#### [Consignes]
1) Les affirmations (a), (b) et (c) ci-dessous concordent-elles avec l'entretien avec Anicet Le Pors ? Répondez par oui ou non, en citant mot pour mot les termes de l'entretien qui tranchent.
(a) Anicet Le Pors a été ministre de la Fonction publique de 1981 à 1984.
(b) Selon Anicet Le Pors, l'objectif central de François Fillon est l'intérêt général.
(c) François Fillon annonce la suppression de 500 000 postes dans la fonction publique.
2) Poursuivez l'entretien avec Anicet Le Pors à partir de sa dernière phrase.

#### [Extrait du texte]
- - - - - - -

Fonction publique "La population française n’acceptera pas le coup de force de Fillon"

lundi 2 janvier 2017.
 

Anicet Le Pors, ancien ministre communiste de la Fonction publique (1981-1984), père du statut actuel des fonctionnaires, réagit au programme de François Fillon en matière de service public. Il appelle à résister à cette offensive qui «  déstabiliserait profondément la société française  ».

François Fillon a remporté la primaire de la droite avec un programme destructeur pour les services publics. Comment analysez-vous cette offensive  ?

Anicet Le Pors Fillon représente une figure réactionnaire classique. Celle qu’ont magnifiquement décrite en leur temps Balzac et Zola. Figure d’un monde où la cupidité, l’affairisme et la confusion des intérêts bâtissaient les fortunes et assuraient les pouvoirs. Une société où l’intérêt général était méconnu, les services publics marginalisés, le peuple supplétif. Replacé dans notre époque, ce fils de notaire provincial, aujourd’hui au service de la finance internationale, présente les mêmes dispositions  : son objectif central n’est ni l’intérêt général ni les services publics qui en assurent la poursuite, mais la réduction de la dépense publique pour favoriser l’accumulation du capital, rendre les riches plus riches et les pauvres encore plus démunis. Le discours a, au moins, le mérite de la clarté.

Il annonce la suppression de 500 000 postes dans la fonction publique, est-ce seulement possible  ?

- - - - - - -

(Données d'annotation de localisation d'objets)
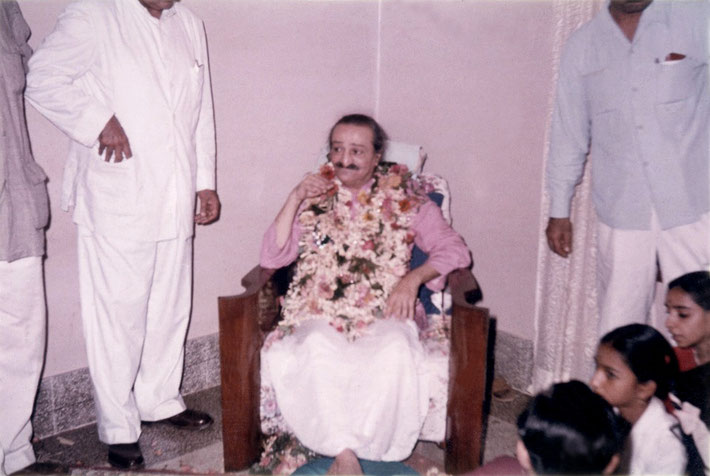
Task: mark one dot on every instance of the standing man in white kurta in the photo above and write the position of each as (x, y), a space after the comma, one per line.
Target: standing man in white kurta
(24, 213)
(633, 89)
(128, 81)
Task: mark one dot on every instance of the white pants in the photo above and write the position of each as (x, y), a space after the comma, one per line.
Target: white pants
(22, 344)
(626, 267)
(135, 306)
(370, 395)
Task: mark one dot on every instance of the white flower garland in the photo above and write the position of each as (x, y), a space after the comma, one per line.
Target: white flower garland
(351, 257)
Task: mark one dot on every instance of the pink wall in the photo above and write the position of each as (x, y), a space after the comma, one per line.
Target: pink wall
(470, 81)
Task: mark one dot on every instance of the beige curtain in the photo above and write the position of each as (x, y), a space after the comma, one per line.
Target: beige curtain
(566, 312)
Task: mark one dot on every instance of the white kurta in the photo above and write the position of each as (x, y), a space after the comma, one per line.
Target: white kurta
(111, 57)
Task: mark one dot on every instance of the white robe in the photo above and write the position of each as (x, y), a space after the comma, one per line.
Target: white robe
(370, 395)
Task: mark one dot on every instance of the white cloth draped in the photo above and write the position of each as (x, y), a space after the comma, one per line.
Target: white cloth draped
(370, 395)
(566, 300)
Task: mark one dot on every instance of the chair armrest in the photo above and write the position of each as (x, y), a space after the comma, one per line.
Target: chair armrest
(242, 319)
(467, 375)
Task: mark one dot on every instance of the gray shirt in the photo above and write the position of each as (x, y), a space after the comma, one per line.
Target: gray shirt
(642, 111)
(24, 206)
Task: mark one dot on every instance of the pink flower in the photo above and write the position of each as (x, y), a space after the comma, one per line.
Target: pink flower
(324, 290)
(405, 205)
(363, 197)
(393, 181)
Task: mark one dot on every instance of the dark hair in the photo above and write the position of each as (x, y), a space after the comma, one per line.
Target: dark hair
(569, 429)
(647, 353)
(379, 136)
(697, 285)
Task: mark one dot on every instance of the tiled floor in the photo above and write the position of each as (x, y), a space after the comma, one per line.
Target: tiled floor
(170, 451)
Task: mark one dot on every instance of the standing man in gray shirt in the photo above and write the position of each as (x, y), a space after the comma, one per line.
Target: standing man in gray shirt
(24, 213)
(633, 90)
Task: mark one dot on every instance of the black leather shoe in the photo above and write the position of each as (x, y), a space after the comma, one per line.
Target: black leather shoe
(125, 456)
(44, 467)
(190, 420)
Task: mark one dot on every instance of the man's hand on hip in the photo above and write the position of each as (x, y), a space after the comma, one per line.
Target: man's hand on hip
(114, 141)
(209, 207)
(559, 236)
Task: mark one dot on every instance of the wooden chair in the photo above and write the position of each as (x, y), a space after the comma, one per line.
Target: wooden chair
(246, 318)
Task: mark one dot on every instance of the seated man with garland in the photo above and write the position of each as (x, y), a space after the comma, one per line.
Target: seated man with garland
(346, 365)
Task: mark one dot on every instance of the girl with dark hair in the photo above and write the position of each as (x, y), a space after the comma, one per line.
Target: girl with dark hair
(635, 366)
(568, 429)
(688, 321)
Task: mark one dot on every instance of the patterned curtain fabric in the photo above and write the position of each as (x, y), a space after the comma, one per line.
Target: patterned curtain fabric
(566, 311)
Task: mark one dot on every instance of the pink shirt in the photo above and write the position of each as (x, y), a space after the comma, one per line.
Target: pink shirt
(432, 234)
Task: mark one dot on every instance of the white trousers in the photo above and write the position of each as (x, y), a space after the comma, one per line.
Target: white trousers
(135, 306)
(626, 267)
(22, 344)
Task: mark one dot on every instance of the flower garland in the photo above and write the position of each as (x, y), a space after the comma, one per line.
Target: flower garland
(353, 250)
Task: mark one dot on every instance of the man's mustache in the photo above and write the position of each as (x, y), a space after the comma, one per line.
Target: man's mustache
(349, 167)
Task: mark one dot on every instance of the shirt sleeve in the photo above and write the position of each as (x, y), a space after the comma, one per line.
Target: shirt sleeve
(569, 135)
(62, 59)
(445, 248)
(274, 257)
(205, 132)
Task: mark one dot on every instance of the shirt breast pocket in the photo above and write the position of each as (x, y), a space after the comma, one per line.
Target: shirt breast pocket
(196, 80)
(678, 88)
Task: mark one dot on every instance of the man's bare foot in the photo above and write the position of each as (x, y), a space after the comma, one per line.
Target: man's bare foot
(345, 463)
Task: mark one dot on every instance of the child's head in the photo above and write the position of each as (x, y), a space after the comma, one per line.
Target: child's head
(688, 306)
(633, 363)
(568, 429)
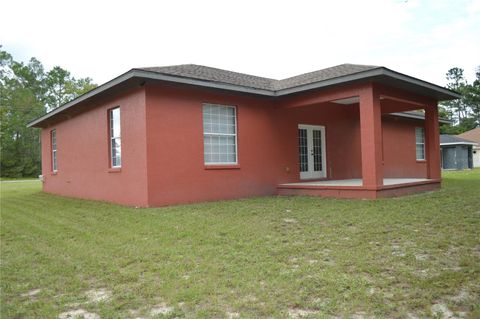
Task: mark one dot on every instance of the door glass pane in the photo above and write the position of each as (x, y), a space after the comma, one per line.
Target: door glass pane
(303, 149)
(317, 150)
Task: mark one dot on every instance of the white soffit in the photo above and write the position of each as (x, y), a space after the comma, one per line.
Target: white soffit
(348, 100)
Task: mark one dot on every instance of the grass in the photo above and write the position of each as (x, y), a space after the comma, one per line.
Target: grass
(275, 257)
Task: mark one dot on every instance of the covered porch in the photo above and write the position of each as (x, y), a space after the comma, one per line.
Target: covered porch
(376, 166)
(353, 188)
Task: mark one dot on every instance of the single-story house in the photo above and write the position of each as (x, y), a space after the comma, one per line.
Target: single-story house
(187, 133)
(456, 153)
(474, 136)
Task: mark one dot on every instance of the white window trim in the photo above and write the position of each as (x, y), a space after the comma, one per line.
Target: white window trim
(222, 134)
(54, 150)
(111, 138)
(423, 144)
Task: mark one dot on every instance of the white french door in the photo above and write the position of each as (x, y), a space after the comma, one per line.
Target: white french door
(311, 149)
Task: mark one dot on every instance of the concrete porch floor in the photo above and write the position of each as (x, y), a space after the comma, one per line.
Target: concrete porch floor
(357, 182)
(353, 188)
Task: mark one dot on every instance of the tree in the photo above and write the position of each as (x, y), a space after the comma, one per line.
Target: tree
(27, 92)
(465, 111)
(21, 94)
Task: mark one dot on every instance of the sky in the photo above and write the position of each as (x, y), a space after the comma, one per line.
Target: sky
(275, 39)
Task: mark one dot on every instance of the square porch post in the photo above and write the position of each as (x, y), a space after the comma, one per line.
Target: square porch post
(371, 138)
(432, 142)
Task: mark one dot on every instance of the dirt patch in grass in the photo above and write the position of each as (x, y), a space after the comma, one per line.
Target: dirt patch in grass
(161, 309)
(32, 293)
(301, 313)
(441, 310)
(78, 314)
(98, 295)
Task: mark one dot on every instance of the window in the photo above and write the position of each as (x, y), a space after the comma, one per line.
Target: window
(53, 141)
(219, 134)
(420, 143)
(115, 140)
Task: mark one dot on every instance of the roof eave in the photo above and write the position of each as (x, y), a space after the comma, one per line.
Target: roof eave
(373, 73)
(419, 117)
(106, 86)
(363, 75)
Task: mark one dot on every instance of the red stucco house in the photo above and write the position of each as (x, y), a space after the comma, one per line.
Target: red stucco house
(188, 133)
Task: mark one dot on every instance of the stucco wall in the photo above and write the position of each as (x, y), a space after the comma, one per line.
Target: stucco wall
(176, 170)
(83, 154)
(162, 147)
(399, 155)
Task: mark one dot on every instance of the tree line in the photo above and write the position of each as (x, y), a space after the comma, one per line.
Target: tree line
(28, 91)
(463, 112)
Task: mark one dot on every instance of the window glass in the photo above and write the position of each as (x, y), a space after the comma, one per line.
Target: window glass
(220, 138)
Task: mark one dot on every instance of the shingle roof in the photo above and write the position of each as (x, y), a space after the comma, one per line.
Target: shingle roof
(472, 135)
(453, 139)
(208, 77)
(217, 75)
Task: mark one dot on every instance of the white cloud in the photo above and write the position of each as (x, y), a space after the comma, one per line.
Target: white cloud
(102, 39)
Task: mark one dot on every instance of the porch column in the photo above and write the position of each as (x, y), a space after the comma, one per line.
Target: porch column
(371, 138)
(432, 141)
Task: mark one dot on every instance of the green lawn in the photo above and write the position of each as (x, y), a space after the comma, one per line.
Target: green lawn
(276, 257)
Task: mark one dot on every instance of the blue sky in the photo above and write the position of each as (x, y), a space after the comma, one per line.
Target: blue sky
(277, 39)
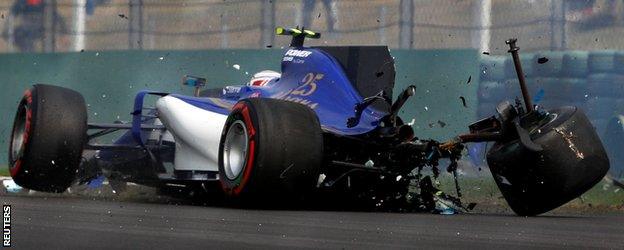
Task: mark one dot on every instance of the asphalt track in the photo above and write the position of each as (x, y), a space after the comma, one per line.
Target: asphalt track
(80, 223)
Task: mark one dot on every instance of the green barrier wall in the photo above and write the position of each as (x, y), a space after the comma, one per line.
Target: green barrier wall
(108, 80)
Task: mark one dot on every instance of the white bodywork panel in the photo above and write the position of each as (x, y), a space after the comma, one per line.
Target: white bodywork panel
(197, 133)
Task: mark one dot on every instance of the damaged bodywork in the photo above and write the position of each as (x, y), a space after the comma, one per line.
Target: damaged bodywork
(325, 128)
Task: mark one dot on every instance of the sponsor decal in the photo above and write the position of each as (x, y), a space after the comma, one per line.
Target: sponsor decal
(298, 53)
(231, 90)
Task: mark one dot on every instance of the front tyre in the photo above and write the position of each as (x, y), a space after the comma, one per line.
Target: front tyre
(270, 150)
(49, 133)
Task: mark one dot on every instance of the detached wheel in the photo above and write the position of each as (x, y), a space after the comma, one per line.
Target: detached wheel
(48, 136)
(571, 162)
(270, 150)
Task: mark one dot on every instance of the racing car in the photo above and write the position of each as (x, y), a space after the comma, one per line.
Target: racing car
(326, 124)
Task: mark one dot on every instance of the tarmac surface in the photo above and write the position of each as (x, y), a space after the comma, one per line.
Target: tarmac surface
(83, 223)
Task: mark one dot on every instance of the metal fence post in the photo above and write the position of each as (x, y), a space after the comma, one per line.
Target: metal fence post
(135, 24)
(49, 26)
(557, 24)
(268, 23)
(406, 24)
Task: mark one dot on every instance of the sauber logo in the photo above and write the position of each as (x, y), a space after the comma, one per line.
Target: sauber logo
(298, 53)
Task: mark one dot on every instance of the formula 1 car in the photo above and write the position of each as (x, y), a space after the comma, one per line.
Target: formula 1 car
(325, 124)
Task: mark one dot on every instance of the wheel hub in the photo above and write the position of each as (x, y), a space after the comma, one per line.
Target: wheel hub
(235, 150)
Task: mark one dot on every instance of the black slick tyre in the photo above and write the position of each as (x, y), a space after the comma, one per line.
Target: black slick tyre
(270, 150)
(49, 133)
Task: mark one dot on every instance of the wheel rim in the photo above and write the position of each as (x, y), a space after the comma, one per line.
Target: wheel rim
(19, 130)
(235, 150)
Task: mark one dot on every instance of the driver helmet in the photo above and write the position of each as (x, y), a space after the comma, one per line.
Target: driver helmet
(262, 78)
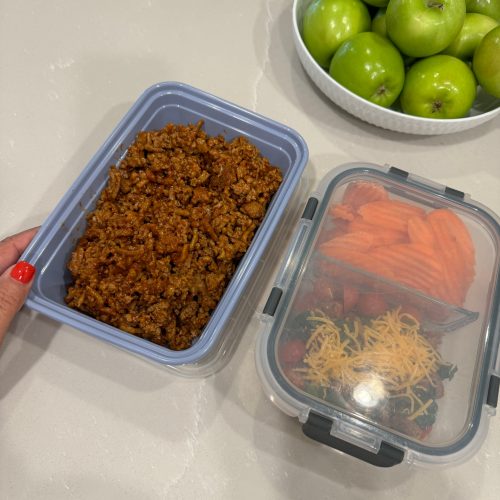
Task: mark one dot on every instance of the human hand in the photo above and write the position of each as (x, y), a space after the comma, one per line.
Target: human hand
(15, 279)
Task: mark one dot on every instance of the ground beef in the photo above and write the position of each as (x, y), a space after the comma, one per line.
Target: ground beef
(168, 231)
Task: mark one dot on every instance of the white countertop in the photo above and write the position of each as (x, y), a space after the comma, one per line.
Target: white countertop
(81, 419)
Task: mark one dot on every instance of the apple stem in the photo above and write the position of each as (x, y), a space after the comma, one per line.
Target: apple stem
(435, 4)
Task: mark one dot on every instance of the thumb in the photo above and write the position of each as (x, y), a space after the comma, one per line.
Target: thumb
(15, 284)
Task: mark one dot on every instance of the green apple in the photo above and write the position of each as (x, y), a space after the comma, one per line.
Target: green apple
(489, 8)
(439, 86)
(486, 62)
(327, 23)
(420, 28)
(473, 30)
(370, 66)
(378, 23)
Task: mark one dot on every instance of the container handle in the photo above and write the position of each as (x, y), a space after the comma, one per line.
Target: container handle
(318, 428)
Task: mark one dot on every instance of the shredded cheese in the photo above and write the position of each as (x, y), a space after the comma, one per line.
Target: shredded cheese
(389, 348)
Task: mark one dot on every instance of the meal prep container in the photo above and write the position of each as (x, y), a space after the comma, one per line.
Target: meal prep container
(318, 310)
(164, 103)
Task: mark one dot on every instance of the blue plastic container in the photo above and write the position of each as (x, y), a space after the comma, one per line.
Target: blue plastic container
(161, 104)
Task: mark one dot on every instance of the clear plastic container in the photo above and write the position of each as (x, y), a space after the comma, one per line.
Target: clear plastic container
(381, 333)
(178, 103)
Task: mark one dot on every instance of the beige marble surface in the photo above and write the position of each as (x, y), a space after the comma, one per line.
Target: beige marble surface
(80, 419)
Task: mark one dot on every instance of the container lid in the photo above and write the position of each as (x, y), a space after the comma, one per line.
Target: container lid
(381, 333)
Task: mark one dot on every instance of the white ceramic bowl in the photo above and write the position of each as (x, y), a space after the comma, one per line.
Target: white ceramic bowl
(485, 108)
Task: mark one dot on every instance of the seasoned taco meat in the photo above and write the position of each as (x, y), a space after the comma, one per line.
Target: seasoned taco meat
(168, 231)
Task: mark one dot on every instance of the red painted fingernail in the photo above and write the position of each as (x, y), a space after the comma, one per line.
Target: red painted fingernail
(23, 272)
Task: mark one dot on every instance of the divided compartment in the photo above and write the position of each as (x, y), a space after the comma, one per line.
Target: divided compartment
(439, 416)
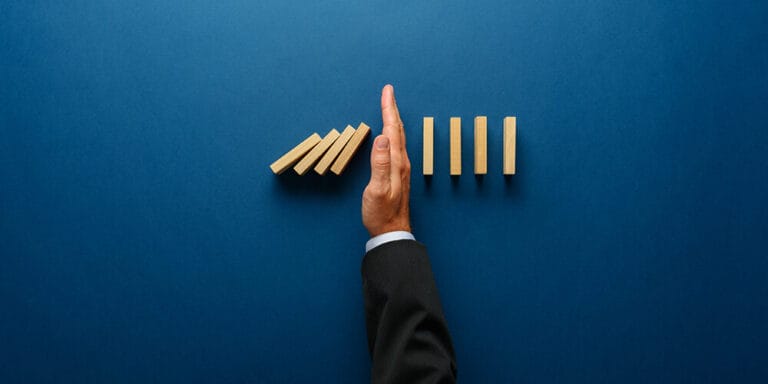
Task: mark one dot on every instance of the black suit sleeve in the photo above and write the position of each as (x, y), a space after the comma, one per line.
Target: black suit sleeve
(407, 333)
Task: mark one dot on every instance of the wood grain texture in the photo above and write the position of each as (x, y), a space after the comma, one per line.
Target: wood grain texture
(510, 133)
(455, 142)
(292, 156)
(350, 149)
(481, 145)
(428, 152)
(306, 163)
(327, 159)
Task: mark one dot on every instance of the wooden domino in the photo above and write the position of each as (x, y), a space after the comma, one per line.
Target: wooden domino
(350, 149)
(481, 145)
(292, 156)
(326, 161)
(510, 131)
(455, 146)
(429, 146)
(303, 166)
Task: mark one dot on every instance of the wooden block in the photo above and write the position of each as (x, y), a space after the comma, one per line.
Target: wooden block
(429, 146)
(481, 145)
(350, 149)
(303, 166)
(510, 131)
(325, 162)
(292, 156)
(455, 146)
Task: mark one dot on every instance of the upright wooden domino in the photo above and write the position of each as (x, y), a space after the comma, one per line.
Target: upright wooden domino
(510, 131)
(455, 146)
(303, 166)
(325, 163)
(292, 156)
(429, 146)
(481, 145)
(350, 149)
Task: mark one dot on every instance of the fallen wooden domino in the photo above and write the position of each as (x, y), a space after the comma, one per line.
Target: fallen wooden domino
(292, 156)
(350, 149)
(311, 158)
(325, 163)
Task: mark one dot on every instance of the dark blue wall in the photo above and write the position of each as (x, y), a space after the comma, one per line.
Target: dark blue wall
(144, 239)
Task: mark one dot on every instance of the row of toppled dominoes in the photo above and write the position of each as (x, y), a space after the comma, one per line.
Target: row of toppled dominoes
(481, 145)
(334, 151)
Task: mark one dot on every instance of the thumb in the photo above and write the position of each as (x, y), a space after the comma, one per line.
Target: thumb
(380, 162)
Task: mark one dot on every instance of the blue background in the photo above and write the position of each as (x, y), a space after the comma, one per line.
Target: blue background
(144, 239)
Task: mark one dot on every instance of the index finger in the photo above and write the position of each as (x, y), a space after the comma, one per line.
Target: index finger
(390, 116)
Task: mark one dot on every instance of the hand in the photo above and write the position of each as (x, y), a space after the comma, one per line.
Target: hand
(385, 199)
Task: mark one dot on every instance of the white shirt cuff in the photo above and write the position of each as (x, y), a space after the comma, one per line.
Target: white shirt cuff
(386, 238)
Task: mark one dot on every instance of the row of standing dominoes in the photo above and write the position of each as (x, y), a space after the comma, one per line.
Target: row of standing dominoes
(334, 151)
(481, 145)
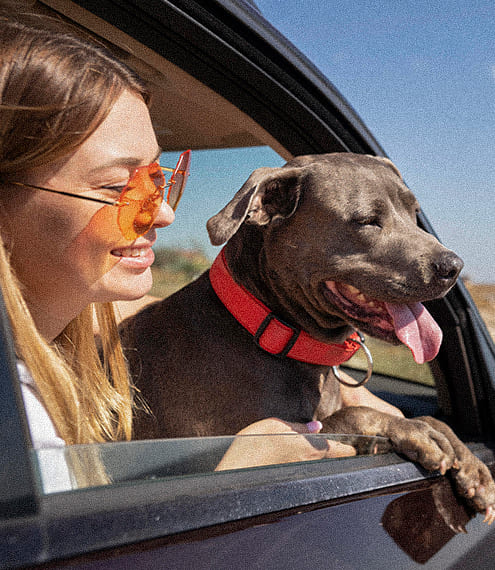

- - - - - - -

#### [Réponses attendues]
1)
(a) Oui : « ancien ministre communiste de la Fonction publique (1981-1984) ».
(b) Non : « son objectif central n’est ni l’intérêt général ni les services publics qui en assurent la poursuite ».
(c) Oui : « Il annonce la suppression de 500 000 postes dans la fonction publique ».

2)
Anicet Le Pors Il ne fait pas de doute que, s’il parvenait à ses fins, la déstabilisation de la société serait profonde. Mais je ne pense pas qu’il faille développer un discours alarmiste à ce sujet. Souvenons-nous que, déjà, Nicolas Sarkozy appelait en 2007 à une « révolution culturelle » dans la fonction publique, au développement de recrutements de « contrats de droit privé négociés de gré à gré », à la réduction massive des effectifs amorcée par le non-remplacement d’un emploi sur deux de fonctionnaires partant à la retraite. Cela n’a pas été sans effet, mais pour l’essentiel, il a échoué. Dans la crise financière de 2008, chacun a dû admettre que le service public avait joué le rôle d’un puissant « amortisseur social ». Je fais la prévision que la population française n’acceptera pas davantage le coup de force Fillon.

Le candidat de la droite, s’il gagnait en mai, compte également imposer 39 heures de travail hebdomadaire à tous les agents, payées 37. Quel est le risque pour l’ensemble des salariés  ?

Anicet Le Pors La fonction publique a toujours été une grande référence sociale en matière de rémunération ou de conditions de travail. La proposition de François Fillon a bien un caractère emblématique et vise tous les salariés du public comme du privé  : travailler plus pour gagner moins. La justification des 500 000 suppressions d’emplois de fonctionnaires par l’élévation de la durée hebdomadaire du travail est indigente et stupide  : les heures d’un fossoyeur ne sont pas substituables à celles d’une secrétaire de mairie (et réciproquement). Les oppositions à cette mesure et à la réduction des effectifs seront imposantes  : principe de libre administration des collectivités territoriales, de continuité des services publics, hostilité générale des syndicats, colère des fonctionnaires, refus de la population de voir réduire les services publics de proximité, et même, je le pense, fortes réticences de la haute fonction publique.

En creux, c’est le statut même de la fonction publique qui pourrait disparaître. Quel impact sur la qualité des services publics  ?

Anicet Le Pors Pourquoi faut-il un statut des fonctionnaires  ? Pour que les besoins fondamentaux de la population soient assurés de manière démocratique et efficace. Il faut pour cela que les agents du service public, parce qu’ils servent l’intérêt général, soient compétents (recrutés par concours), indépendants (propriétaires de leur grade) et responsables (respectueux des principes républicains). C’est la conception française exprimée, dans les conditions de l’époque, par le statut de la loi du 19 octobre 1946, dont nous commémorons le 70e anniversaire cette année, et que le statut de 1983 a approfondi et étendu à 20 % de la population active (1). Revenir sur cet acquis progressiste aboutirait à un démantèlement du service public. Les forces existent en France pour l’empêcher.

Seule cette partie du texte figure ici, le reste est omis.